• Exercise aim
Pictures don't belong in the copy; print all the records exactly.

• Listed records
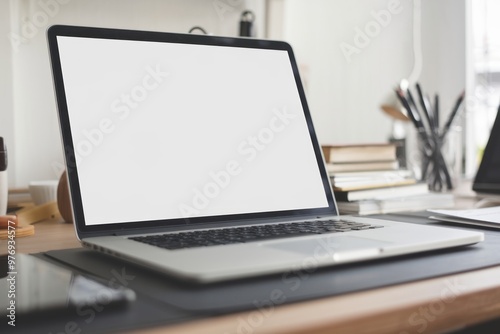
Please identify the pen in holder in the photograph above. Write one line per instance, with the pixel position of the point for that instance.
(435, 168)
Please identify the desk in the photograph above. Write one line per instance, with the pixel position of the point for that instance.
(420, 307)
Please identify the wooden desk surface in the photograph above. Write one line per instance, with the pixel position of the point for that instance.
(428, 306)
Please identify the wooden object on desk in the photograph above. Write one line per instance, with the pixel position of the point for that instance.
(450, 302)
(426, 306)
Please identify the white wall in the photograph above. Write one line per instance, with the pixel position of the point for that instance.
(345, 93)
(6, 89)
(29, 117)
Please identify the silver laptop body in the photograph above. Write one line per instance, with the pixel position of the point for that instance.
(166, 133)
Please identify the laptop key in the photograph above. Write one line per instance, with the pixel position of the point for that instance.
(244, 234)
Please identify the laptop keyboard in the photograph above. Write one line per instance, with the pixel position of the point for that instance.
(244, 234)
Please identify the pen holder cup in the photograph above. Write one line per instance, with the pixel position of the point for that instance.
(440, 163)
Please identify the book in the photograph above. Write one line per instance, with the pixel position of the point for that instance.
(359, 152)
(371, 184)
(361, 166)
(382, 193)
(400, 204)
(373, 179)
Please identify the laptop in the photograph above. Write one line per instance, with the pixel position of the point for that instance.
(196, 156)
(487, 180)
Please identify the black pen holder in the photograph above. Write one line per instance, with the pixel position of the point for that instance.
(440, 158)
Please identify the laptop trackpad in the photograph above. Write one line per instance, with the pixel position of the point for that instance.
(328, 245)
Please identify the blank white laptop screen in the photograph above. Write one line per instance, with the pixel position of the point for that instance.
(167, 130)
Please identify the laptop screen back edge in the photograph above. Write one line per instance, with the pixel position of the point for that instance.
(487, 178)
(164, 129)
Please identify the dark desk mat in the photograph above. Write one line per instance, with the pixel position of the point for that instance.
(163, 300)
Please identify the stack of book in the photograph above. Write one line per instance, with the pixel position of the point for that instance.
(367, 179)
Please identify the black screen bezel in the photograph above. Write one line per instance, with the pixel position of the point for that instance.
(84, 230)
(482, 183)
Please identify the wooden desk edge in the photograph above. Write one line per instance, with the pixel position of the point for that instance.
(426, 306)
(433, 306)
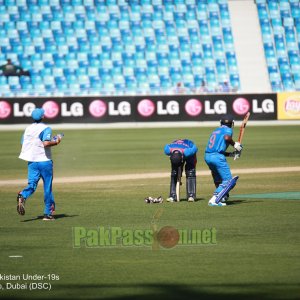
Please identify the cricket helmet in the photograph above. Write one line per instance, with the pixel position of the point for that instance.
(227, 120)
(176, 158)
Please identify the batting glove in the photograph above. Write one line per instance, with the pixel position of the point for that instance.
(237, 146)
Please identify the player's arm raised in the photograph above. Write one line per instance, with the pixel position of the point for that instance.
(236, 145)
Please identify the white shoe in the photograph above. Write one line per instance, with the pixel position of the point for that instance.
(224, 199)
(212, 202)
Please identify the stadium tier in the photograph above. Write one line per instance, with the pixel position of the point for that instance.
(280, 26)
(87, 47)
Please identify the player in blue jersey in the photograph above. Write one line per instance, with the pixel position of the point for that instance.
(36, 150)
(215, 157)
(182, 153)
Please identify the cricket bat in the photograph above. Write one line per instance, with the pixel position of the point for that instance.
(178, 183)
(242, 131)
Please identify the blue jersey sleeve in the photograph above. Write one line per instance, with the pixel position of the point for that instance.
(46, 134)
(167, 149)
(217, 142)
(190, 151)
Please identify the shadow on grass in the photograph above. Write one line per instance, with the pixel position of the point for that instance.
(60, 216)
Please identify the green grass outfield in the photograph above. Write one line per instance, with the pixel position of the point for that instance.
(255, 254)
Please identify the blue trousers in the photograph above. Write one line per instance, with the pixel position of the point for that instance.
(37, 170)
(220, 170)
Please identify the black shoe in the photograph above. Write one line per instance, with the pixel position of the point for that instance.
(21, 205)
(48, 218)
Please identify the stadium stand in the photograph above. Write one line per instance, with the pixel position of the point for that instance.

• Correct response
Please identify the pen in holder in the photograph above. Write one line per instance, with the pixel position of the point for that instance.
(435, 168)
Please identify the desk in the photograph above. Write one line per instance, with the pixel position of the point for that instance.
(420, 307)
Please identify the wooden desk surface in the photograph above. Write one line per instance, with the pixel position of the point for that instance.
(428, 306)
Please identify the wooden object on desk in the photograph above. Write one line per instance, with the pixel position of the point for that instance.
(450, 302)
(426, 306)
Please identify the white wall in the photograph above. Write one line per instance, with the pixel position of the point for that instance.
(345, 93)
(6, 89)
(29, 117)
Please identify the silver laptop body in the photograph above. Write one line per instance, with the pixel position of the point for that instance.
(166, 133)
Please identify the laptop key in the photograph above. Write one line per instance, with the pixel position of the point for that instance.
(244, 234)
Please identify the laptop keyboard in the photograph above. Write one line per instance, with the pixel position of the point for that instance.
(244, 234)
Please identify the pen holder cup in the photograph above. Write one line per instance, with the pixel position of the point for that instance.
(440, 163)
Please identify the book in the photograph above. Write one line per instance, with the pixel position of the point for that instance.
(359, 152)
(371, 184)
(361, 166)
(382, 193)
(400, 204)
(373, 179)
Please identify the laptop in the photograph above. Write one line per instance, with the pixel position of the point for that instance.
(196, 156)
(487, 180)
Please identify the black pen holder in the photograph above. Write one line per instance, with the pixel position of the point for that instance.
(440, 158)
Please identify the laptop trackpad in the photograph above. Write one line per instance, with the pixel position of the point for that instance.
(328, 245)
Please identify the blank white laptop screen in the photograph above. Write one line per instance, with the pixel position of the point for that instance.
(167, 130)
Please identify the laptop screen back edge in the photograph above. Write one line per instance, with the pixel position of the point for that instance.
(487, 178)
(164, 129)
Please identify the dark desk mat in the photograph above. Write one line per instance, with the pixel position of the point for that instance.
(163, 300)
Please identify the stack of book in the photograph above. Write one line per instance, with the pixel position of the point for that instance.
(367, 179)
Please identify the black screen bezel in the photograph above. Write one line per instance, with the pixel position of the point for that instance.
(84, 230)
(482, 183)
Please identify the wooden desk edge in the photograph above. Write one line per instance, with the pixel position of the point for that instance.
(426, 306)
(433, 306)
Please identify the cricket helmet in the photograph above. Write one line per instance, with the pixel position of the point for that instance.
(227, 120)
(176, 158)
Please identify the batting glove in the photograph above. Write one line per instance, with the pixel position of the point for that instance.
(237, 146)
Please identify the player's arm raised in the photograph above. Write one line per instance, with the pixel position of the point for that instance.
(236, 145)
Please identify the white shoe in the photograph above. Write one line per instance, with the pixel position of the point for that instance.
(224, 199)
(212, 202)
Please identify the stadium tier in the photograph above. Write one line per instance, with the pixel position of the point for that instance.
(280, 26)
(87, 47)
Please identify the player in blue jersey in the photograph above. Write one line per instance, with the pixel position of the point for that instance.
(36, 150)
(215, 157)
(182, 153)
Please identify the cricket bat in the photograph above. Write one line per instance, with the pixel position of the point for that instance.
(178, 183)
(242, 131)
Please identify the blue jersey sleeve in the photograph above. Write one line per instance, with the pixel position of the point for that instance.
(46, 134)
(167, 149)
(217, 142)
(190, 151)
Please identify the shadow on grass in the photograph above. Write one line per instance, with the pixel position of the point for that instance.
(60, 216)
Please identify the green grass outfield in the photograph above. Write one line per instance, with the pixel position of the point for that instance.
(255, 254)
Please identify the blue trousers in the photograph above. Write one line per instance, with the pixel position of the point for that instance.
(37, 170)
(220, 170)
Please identify the black shoe in the photograph above. Write one line per instance, with the pixel position of the point for that instance.
(21, 205)
(48, 218)
Please identify the stadium stand in the photograph above. Write one line per instance, with the pixel position of the point for that instance.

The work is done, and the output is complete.